>> START Input

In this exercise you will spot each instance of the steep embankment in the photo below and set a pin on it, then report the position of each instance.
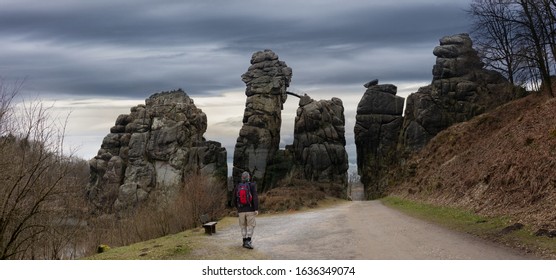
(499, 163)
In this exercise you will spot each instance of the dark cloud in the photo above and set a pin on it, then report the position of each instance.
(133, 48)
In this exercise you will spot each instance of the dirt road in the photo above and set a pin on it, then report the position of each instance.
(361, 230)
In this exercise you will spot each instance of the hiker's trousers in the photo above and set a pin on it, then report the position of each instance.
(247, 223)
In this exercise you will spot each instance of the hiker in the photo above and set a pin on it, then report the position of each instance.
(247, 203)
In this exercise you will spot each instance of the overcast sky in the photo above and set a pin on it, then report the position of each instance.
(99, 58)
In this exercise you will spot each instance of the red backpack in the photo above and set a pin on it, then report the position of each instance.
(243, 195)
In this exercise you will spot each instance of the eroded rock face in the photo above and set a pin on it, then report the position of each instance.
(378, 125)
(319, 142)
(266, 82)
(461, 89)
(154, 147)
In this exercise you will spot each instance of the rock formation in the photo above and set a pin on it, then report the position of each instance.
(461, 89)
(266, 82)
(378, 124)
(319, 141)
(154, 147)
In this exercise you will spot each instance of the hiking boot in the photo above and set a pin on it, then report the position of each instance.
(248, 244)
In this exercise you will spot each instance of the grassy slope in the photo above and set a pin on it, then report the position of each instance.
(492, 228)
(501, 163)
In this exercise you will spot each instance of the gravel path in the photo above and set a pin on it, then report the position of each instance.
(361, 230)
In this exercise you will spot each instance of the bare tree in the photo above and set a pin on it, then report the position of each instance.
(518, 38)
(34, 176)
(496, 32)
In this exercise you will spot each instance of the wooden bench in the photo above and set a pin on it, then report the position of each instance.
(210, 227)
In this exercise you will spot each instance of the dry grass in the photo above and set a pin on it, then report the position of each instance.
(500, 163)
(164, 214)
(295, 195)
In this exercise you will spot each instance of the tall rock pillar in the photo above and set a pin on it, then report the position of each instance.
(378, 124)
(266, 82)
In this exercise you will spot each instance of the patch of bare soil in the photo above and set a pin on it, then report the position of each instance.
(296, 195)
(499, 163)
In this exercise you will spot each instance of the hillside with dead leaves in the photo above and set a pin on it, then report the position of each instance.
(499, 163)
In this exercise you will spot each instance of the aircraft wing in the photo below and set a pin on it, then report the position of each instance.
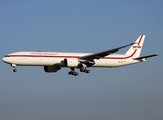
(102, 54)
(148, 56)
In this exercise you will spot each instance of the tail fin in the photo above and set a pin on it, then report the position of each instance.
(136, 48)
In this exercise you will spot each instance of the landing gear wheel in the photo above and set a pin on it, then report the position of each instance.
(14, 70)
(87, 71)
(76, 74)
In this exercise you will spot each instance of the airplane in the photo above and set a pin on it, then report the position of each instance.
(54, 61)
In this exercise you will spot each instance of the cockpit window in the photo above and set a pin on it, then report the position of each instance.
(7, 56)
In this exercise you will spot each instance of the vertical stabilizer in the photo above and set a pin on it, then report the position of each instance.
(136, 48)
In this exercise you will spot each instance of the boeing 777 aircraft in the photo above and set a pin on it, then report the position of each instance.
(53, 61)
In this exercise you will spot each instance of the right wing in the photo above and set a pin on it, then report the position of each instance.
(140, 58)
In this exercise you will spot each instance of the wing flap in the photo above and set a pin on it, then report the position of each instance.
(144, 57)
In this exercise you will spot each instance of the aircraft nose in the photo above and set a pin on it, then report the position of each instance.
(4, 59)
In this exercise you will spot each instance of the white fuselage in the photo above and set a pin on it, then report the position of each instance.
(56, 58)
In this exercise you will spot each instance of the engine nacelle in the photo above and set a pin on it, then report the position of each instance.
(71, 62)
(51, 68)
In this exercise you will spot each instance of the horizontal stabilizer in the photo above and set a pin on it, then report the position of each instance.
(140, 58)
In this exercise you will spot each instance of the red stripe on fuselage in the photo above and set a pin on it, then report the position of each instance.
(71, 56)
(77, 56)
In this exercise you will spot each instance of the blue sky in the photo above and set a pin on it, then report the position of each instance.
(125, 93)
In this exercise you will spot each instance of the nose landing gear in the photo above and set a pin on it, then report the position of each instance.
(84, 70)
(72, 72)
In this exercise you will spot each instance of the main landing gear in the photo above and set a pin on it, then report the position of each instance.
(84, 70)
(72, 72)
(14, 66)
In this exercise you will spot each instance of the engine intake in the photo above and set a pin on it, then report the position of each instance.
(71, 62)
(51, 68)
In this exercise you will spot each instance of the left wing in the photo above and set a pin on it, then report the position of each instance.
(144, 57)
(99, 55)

>> END Input

What needs to be done:
Using the material above, return every line exactly as it appears, minus the pictures.

Expected answer:
In this exercise you will spot each instance of the steep embankment in the photo below and set a pin on it, then report the position of each instance.
(499, 163)
In this exercise you will spot each instance of the dark cloud in the photo above and set a pin on it, then report the position of each instance.
(133, 48)
In this exercise you will spot each instance of the dirt road in the photo above and set a pin on it, then report the position of each instance.
(361, 230)
In this exercise you will spot each instance of the hiker's trousers in the photo above and set a pin on it, then report the position of each instance.
(247, 223)
In this exercise you will spot each instance of the hiker in the photo above and set a pin on it, then report the position of each instance.
(247, 203)
In this exercise you will spot each instance of the overcast sky in the photo above and set a pin on it, then report the position of each instance.
(99, 58)
In this exercise you will spot each instance of the red backpack in the photo above and set a pin on it, then report the position of each instance.
(243, 195)
In this exercise you will spot each instance of the eroded rock face in the photo above and set a pin on it, then report the position of each instance.
(378, 125)
(319, 142)
(266, 82)
(461, 89)
(154, 147)
In this exercise you will spot each instance of the rock formation in the photo above and set a pin on it, then report the position of each instance.
(461, 89)
(266, 82)
(378, 124)
(319, 141)
(154, 147)
In this exercise you will spot each instance of the hiking boot in the photo above and set a pin on it, then report the position of each instance.
(248, 244)
In this exercise you will spot each instance of the grassy slope in the photo above and set a pin on it, then report the position of each instance.
(492, 228)
(501, 163)
In this exercise you will spot each instance of the gravel path in the photo above and set a pin on it, then report the position of each instance.
(361, 230)
In this exercise you will spot each instance of the bare tree in the photo above and set a pin on it, then report the position of each instance.
(518, 38)
(34, 176)
(496, 32)
In this exercise you will spot each instance of the wooden bench in the photo above and set a pin on it, then report the position of each instance.
(210, 227)
In this exercise you will spot each instance of the dry grass in the photo above and set a pin on it, then report the position of each instance.
(500, 163)
(164, 214)
(295, 195)
In this exercise you will spot each instance of the tall rock pillar in the photo above and set a pin on it, then report the position of each instance.
(378, 124)
(266, 82)
In this exercise you will spot each instance of the patch of bare soil in the photo above and set a pin on it, then report the position of each instance.
(296, 195)
(499, 163)
In this exercise you will spot each instance of the hillside with dead leaves in the photo above and set a pin on it, then report the position of each instance.
(499, 163)
In this exercise you will spot each instance of the aircraft wing in the photo below and set a pin on it, then report the position of each instance.
(102, 54)
(148, 56)
In this exercise you will spot each instance of the tail fin in the photo above and set a pin on it, then report the position of each instance.
(136, 48)
In this exercise you will spot each instance of the landing gear wheel in the photo above and set a pin on it, then report the position of each instance.
(14, 70)
(87, 71)
(76, 74)
In this exercise you will spot each instance of the airplane in the photo above and set a pin on it, then report the position of each instance.
(54, 61)
In this exercise you will spot each instance of the cockpit window in the photo above and set a pin on it, then report the position of each instance.
(7, 56)
In this exercise you will spot each instance of the vertical stabilizer in the photo above and set a pin on it, then report the position of each instance.
(136, 48)
In this exercise you will spot each instance of the boeing 777 aircraft in the photo above and set a pin on it, then report the position of each instance.
(53, 61)
In this exercise you will spot each instance of the right wing in the photo above and set a pin on it, then report the position of each instance.
(140, 58)
In this exercise you will spot each instance of the wing flap in the photo above and set a pin on it, then report the position of each instance.
(144, 57)
In this exercise you will spot each instance of the aircraft nose in the photo above and set a pin on it, then report the position of each instance.
(4, 59)
In this exercise you will spot each instance of the white fuselage in the photo above and set a pin on it, then report the position of each instance.
(56, 58)
In this exercise you will spot each instance of the engine nacelle in the photo above and set a pin on it, then report the position of each instance.
(71, 62)
(51, 68)
In this exercise you will spot each instance of the horizontal stabilizer in the photo above and set a pin on it, then report the position of each instance.
(140, 58)
In this exercise you will spot each instance of the red stripe on fuselage in the photo above and set a pin on it, then report the position of each instance.
(71, 56)
(77, 56)
In this exercise you will spot each instance of the blue sky in the photo above and set a pin on it, then report the position of each instance.
(125, 93)
In this exercise you will spot each instance of the nose landing gear in the photo above and set a pin on it, then report the position of each instance.
(84, 70)
(72, 72)
In this exercise you will spot each instance of the main landing gear in the photo above and set a pin on it, then report the position of each instance.
(84, 70)
(72, 72)
(14, 66)
In this exercise you will spot each instance of the engine intake in the photo above and set a pin on it, then report the position of each instance.
(71, 62)
(51, 68)
In this exercise you will spot each instance of the left wing in the photo above and set a pin on it, then report the position of each instance.
(144, 57)
(99, 55)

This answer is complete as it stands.